### Input data
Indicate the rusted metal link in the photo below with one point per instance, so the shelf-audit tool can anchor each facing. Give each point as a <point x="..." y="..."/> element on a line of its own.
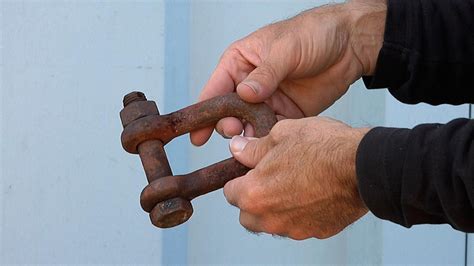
<point x="167" y="197"/>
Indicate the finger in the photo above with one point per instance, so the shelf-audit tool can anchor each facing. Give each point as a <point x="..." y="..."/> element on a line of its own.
<point x="262" y="82"/>
<point x="283" y="105"/>
<point x="229" y="127"/>
<point x="234" y="189"/>
<point x="249" y="151"/>
<point x="231" y="70"/>
<point x="249" y="131"/>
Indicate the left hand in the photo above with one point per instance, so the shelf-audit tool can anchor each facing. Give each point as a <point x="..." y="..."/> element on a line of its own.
<point x="303" y="183"/>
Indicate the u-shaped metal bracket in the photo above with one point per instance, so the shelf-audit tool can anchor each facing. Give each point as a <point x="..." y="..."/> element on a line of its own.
<point x="168" y="197"/>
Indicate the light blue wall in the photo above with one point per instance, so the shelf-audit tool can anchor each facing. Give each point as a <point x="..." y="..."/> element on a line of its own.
<point x="69" y="193"/>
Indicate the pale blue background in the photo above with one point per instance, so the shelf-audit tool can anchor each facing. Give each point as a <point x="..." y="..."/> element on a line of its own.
<point x="69" y="193"/>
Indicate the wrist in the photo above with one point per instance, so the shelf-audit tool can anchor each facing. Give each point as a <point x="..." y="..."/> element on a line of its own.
<point x="367" y="27"/>
<point x="357" y="134"/>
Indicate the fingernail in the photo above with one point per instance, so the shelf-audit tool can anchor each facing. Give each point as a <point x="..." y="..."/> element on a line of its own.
<point x="238" y="143"/>
<point x="253" y="85"/>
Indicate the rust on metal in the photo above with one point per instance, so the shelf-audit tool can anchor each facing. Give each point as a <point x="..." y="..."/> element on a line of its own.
<point x="167" y="197"/>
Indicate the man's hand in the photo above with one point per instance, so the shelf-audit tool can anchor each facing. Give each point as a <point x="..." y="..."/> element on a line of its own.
<point x="299" y="66"/>
<point x="303" y="182"/>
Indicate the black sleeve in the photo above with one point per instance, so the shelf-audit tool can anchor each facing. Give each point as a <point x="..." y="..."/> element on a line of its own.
<point x="420" y="175"/>
<point x="428" y="52"/>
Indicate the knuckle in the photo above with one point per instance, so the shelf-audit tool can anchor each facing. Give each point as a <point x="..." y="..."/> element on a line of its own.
<point x="298" y="235"/>
<point x="280" y="129"/>
<point x="274" y="227"/>
<point x="323" y="234"/>
<point x="250" y="200"/>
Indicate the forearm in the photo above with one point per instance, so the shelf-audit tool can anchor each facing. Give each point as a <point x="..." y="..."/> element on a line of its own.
<point x="423" y="175"/>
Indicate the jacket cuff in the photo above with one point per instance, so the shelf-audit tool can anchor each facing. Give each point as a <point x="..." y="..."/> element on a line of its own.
<point x="379" y="165"/>
<point x="391" y="67"/>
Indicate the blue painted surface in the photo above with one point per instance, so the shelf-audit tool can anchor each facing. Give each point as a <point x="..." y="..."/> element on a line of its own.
<point x="177" y="14"/>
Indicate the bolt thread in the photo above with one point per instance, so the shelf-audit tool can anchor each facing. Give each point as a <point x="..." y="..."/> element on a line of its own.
<point x="134" y="96"/>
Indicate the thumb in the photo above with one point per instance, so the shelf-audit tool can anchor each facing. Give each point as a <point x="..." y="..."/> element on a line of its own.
<point x="249" y="151"/>
<point x="261" y="83"/>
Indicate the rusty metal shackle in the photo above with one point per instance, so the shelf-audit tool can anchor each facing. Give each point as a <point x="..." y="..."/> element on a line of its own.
<point x="168" y="197"/>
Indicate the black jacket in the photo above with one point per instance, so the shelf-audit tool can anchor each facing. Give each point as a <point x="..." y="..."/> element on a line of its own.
<point x="424" y="174"/>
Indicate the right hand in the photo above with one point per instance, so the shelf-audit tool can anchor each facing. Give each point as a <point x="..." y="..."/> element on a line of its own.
<point x="299" y="66"/>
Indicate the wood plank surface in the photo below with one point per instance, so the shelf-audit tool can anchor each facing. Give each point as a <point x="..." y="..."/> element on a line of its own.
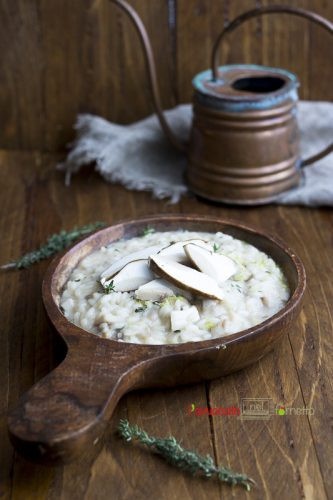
<point x="289" y="456"/>
<point x="64" y="57"/>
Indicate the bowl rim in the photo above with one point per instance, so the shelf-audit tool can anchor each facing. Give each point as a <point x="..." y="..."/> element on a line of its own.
<point x="57" y="318"/>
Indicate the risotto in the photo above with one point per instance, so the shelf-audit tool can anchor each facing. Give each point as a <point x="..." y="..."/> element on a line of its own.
<point x="245" y="288"/>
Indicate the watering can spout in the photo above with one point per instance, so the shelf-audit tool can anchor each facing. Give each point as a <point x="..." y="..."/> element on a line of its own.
<point x="149" y="58"/>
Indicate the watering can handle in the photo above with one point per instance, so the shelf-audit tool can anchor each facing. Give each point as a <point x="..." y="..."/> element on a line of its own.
<point x="274" y="9"/>
<point x="150" y="63"/>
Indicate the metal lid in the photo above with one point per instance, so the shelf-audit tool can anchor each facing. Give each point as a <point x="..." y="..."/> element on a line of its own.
<point x="243" y="87"/>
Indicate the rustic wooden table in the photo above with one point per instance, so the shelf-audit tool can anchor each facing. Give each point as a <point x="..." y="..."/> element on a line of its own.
<point x="289" y="456"/>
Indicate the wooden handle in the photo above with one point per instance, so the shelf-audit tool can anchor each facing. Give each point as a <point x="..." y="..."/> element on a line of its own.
<point x="66" y="412"/>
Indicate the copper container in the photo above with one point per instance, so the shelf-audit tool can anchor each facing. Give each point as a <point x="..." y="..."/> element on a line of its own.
<point x="244" y="143"/>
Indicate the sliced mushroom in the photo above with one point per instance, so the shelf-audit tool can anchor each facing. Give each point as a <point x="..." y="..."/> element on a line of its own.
<point x="180" y="319"/>
<point x="154" y="290"/>
<point x="185" y="277"/>
<point x="132" y="276"/>
<point x="120" y="263"/>
<point x="176" y="252"/>
<point x="215" y="265"/>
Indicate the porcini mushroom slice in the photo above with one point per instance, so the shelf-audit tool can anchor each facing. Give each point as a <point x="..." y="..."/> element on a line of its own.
<point x="215" y="265"/>
<point x="120" y="263"/>
<point x="175" y="251"/>
<point x="185" y="277"/>
<point x="132" y="276"/>
<point x="180" y="319"/>
<point x="154" y="290"/>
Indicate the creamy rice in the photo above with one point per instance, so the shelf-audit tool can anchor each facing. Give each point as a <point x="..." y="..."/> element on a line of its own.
<point x="257" y="291"/>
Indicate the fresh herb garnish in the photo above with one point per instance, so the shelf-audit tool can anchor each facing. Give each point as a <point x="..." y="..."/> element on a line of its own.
<point x="148" y="230"/>
<point x="54" y="244"/>
<point x="109" y="287"/>
<point x="186" y="460"/>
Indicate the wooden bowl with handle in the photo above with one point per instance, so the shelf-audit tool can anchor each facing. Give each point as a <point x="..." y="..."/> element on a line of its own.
<point x="65" y="412"/>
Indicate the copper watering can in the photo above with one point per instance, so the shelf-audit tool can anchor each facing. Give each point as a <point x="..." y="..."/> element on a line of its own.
<point x="244" y="145"/>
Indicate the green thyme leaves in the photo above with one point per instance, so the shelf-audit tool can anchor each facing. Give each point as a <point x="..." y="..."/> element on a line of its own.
<point x="186" y="460"/>
<point x="54" y="244"/>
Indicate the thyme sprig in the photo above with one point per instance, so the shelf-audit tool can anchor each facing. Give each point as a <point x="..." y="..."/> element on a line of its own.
<point x="186" y="460"/>
<point x="54" y="243"/>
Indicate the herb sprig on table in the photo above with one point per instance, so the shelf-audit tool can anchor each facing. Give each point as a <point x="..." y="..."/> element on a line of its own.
<point x="186" y="460"/>
<point x="54" y="244"/>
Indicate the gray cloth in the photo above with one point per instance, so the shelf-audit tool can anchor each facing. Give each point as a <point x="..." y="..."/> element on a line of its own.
<point x="139" y="156"/>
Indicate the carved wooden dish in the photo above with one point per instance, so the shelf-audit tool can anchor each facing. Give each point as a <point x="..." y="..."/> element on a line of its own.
<point x="68" y="410"/>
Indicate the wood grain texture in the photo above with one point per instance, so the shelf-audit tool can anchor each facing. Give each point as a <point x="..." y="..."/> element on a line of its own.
<point x="63" y="57"/>
<point x="289" y="456"/>
<point x="65" y="413"/>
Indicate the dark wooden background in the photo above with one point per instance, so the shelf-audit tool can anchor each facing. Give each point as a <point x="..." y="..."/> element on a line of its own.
<point x="61" y="57"/>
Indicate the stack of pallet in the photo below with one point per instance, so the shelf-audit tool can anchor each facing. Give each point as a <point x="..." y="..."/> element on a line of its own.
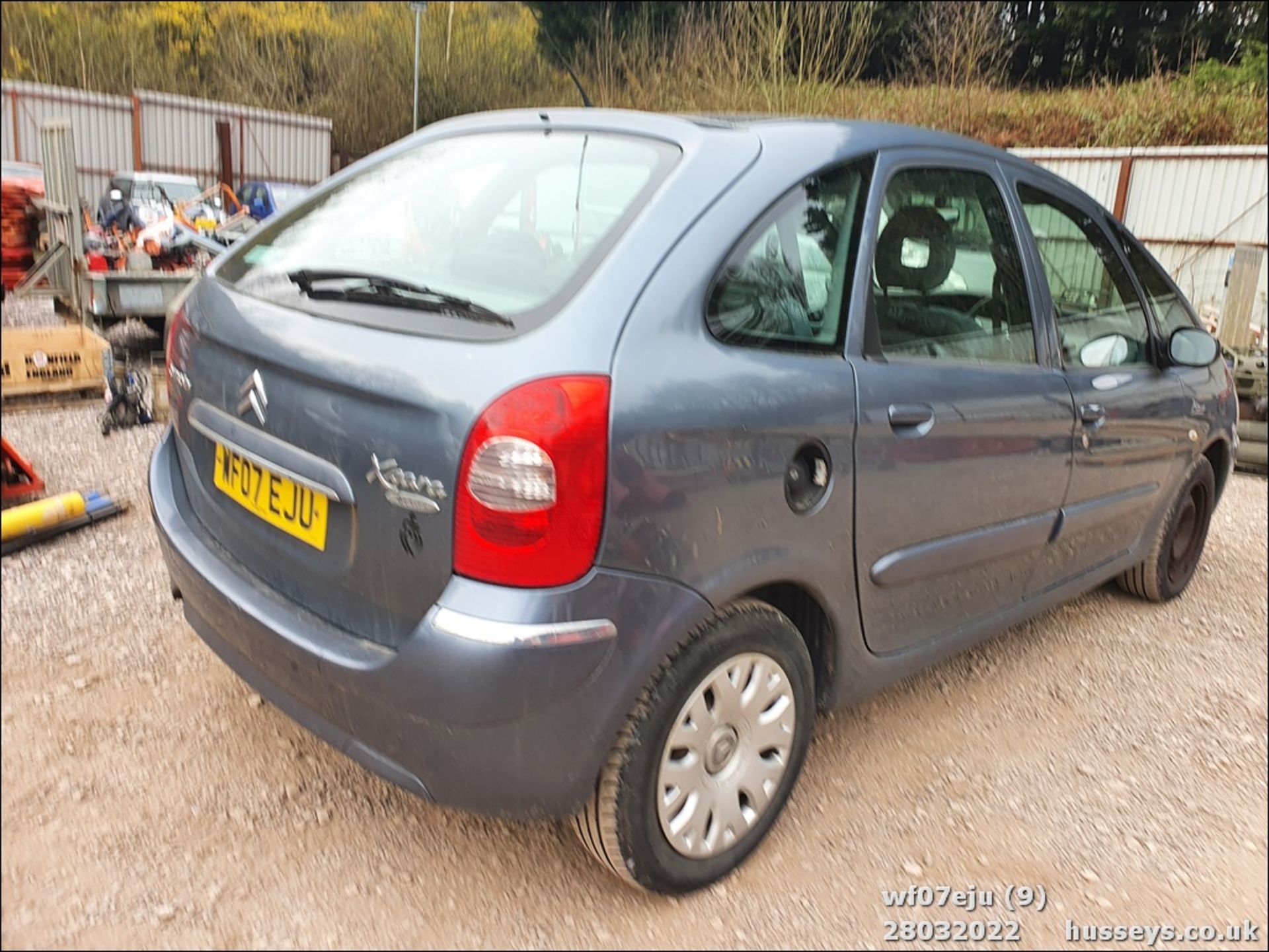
<point x="16" y="227"/>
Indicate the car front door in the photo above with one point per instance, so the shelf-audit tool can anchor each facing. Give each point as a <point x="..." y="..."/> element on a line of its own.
<point x="966" y="425"/>
<point x="1131" y="441"/>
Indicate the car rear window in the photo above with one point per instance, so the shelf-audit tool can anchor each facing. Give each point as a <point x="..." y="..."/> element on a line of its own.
<point x="512" y="222"/>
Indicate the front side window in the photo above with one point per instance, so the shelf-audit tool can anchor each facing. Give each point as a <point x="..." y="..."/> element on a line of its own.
<point x="947" y="275"/>
<point x="1100" y="321"/>
<point x="508" y="222"/>
<point x="786" y="283"/>
<point x="1171" y="310"/>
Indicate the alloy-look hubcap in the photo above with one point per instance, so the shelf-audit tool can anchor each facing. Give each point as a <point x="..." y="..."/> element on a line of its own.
<point x="726" y="754"/>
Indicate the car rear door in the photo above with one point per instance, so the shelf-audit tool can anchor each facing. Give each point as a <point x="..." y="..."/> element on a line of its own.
<point x="1131" y="440"/>
<point x="965" y="426"/>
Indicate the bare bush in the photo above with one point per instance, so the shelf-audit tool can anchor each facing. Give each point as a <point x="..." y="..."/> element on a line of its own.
<point x="958" y="45"/>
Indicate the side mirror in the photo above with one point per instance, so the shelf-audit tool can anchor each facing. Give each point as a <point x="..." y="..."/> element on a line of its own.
<point x="1190" y="346"/>
<point x="1110" y="350"/>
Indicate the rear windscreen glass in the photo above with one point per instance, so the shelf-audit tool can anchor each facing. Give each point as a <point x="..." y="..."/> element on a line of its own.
<point x="512" y="222"/>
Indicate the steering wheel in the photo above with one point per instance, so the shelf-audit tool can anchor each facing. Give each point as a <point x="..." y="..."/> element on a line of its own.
<point x="979" y="306"/>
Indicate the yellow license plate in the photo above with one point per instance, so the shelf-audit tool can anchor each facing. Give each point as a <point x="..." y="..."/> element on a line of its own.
<point x="284" y="503"/>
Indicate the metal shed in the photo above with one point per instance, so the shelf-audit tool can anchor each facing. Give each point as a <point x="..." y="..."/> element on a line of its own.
<point x="161" y="132"/>
<point x="1190" y="204"/>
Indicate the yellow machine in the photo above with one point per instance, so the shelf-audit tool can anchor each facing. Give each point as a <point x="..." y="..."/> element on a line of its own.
<point x="40" y="515"/>
<point x="45" y="519"/>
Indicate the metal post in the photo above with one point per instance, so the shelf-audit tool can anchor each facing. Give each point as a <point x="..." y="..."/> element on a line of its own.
<point x="418" y="7"/>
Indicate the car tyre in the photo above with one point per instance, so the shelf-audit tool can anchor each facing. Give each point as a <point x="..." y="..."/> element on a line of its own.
<point x="731" y="752"/>
<point x="1178" y="544"/>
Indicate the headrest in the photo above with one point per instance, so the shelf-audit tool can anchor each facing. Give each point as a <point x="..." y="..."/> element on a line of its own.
<point x="924" y="226"/>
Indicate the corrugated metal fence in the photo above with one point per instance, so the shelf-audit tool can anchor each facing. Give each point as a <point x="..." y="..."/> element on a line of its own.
<point x="1190" y="205"/>
<point x="161" y="132"/>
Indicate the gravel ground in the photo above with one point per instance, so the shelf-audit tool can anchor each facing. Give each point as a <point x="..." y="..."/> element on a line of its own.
<point x="1110" y="751"/>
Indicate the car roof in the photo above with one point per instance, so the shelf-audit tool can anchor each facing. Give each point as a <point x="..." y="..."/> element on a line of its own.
<point x="865" y="136"/>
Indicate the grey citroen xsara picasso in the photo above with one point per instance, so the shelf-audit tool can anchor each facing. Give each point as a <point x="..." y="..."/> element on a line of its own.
<point x="566" y="463"/>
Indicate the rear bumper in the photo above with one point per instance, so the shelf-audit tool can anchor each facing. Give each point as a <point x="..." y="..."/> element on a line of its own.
<point x="502" y="700"/>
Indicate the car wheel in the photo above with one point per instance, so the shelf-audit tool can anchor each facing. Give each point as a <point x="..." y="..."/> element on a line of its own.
<point x="1178" y="544"/>
<point x="707" y="760"/>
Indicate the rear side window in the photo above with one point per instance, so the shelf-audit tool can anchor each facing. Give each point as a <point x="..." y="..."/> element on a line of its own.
<point x="1172" y="312"/>
<point x="947" y="275"/>
<point x="786" y="283"/>
<point x="1092" y="292"/>
<point x="510" y="222"/>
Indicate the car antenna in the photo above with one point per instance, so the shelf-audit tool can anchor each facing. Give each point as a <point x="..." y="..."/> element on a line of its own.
<point x="586" y="99"/>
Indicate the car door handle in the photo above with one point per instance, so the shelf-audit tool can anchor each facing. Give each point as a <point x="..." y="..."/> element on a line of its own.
<point x="911" y="416"/>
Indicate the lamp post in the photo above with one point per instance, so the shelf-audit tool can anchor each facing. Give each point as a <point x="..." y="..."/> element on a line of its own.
<point x="418" y="7"/>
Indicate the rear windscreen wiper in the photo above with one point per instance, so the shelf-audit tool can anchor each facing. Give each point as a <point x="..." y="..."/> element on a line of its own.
<point x="365" y="288"/>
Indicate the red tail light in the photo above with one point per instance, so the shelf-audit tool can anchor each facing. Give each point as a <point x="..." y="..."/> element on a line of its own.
<point x="529" y="502"/>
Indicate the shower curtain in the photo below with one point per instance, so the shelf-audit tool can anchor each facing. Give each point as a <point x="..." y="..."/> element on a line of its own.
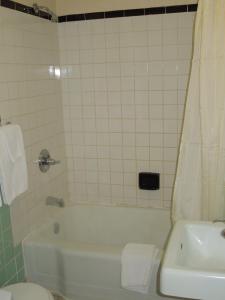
<point x="200" y="180"/>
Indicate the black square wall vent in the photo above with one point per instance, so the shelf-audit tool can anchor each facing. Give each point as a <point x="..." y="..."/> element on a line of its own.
<point x="149" y="181"/>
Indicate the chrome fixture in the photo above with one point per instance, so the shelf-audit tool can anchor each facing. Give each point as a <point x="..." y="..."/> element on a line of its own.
<point x="45" y="161"/>
<point x="53" y="201"/>
<point x="37" y="8"/>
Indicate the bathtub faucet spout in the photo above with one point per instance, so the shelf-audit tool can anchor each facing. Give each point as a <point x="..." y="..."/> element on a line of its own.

### Short exercise
Give the material as a Markdown table with the columns Row and Line, starting at the line that contains "Indicate the rear windscreen wiper" and ending at the last line of the material. Number each line, skip blank lines, and leave the pictures out.

### Complete answer
| Row | Line |
|---|---|
| 1 | Indicate the rear windscreen wiper in the photo above with one point per instance, so the shelf-audit tool can anchor each facing. Give each point as a <point x="..." y="..."/> element on a line of its own. |
| 2 | <point x="365" y="288"/> |
| 3 | Indicate the red tail light in the photo above with one point per instance, so the shelf-audit tool can anchor each facing. Give each point as a <point x="..." y="..."/> element on a line of its own. |
| 4 | <point x="529" y="502"/> |
| 5 | Indicate the shower curtain in the photo below with one point per instance, so the shelf-audit tool can anchor each facing. Give each point as a <point x="..." y="..."/> element on a line of its own. |
| 6 | <point x="200" y="180"/> |
| 7 | Indicate the black square wall vent in the photo above with one point per instance, so the shelf-audit tool can anchor each facing. Give each point as a <point x="..." y="..."/> element on a line of its own. |
| 8 | <point x="149" y="181"/> |
| 9 | Indicate the chrome fixture in the photo above with one point per instance, so the shelf-audit tool can anchor each facing. Give each point as a <point x="..." y="..."/> element on a line of its own. |
| 10 | <point x="45" y="161"/> |
| 11 | <point x="53" y="201"/> |
| 12 | <point x="37" y="8"/> |
| 13 | Indicate the bathtub faucet spout in the photo above with one point per instance, so the shelf-audit tool can anchor each facing. Give each point as a <point x="..." y="..."/> element on a line of its own. |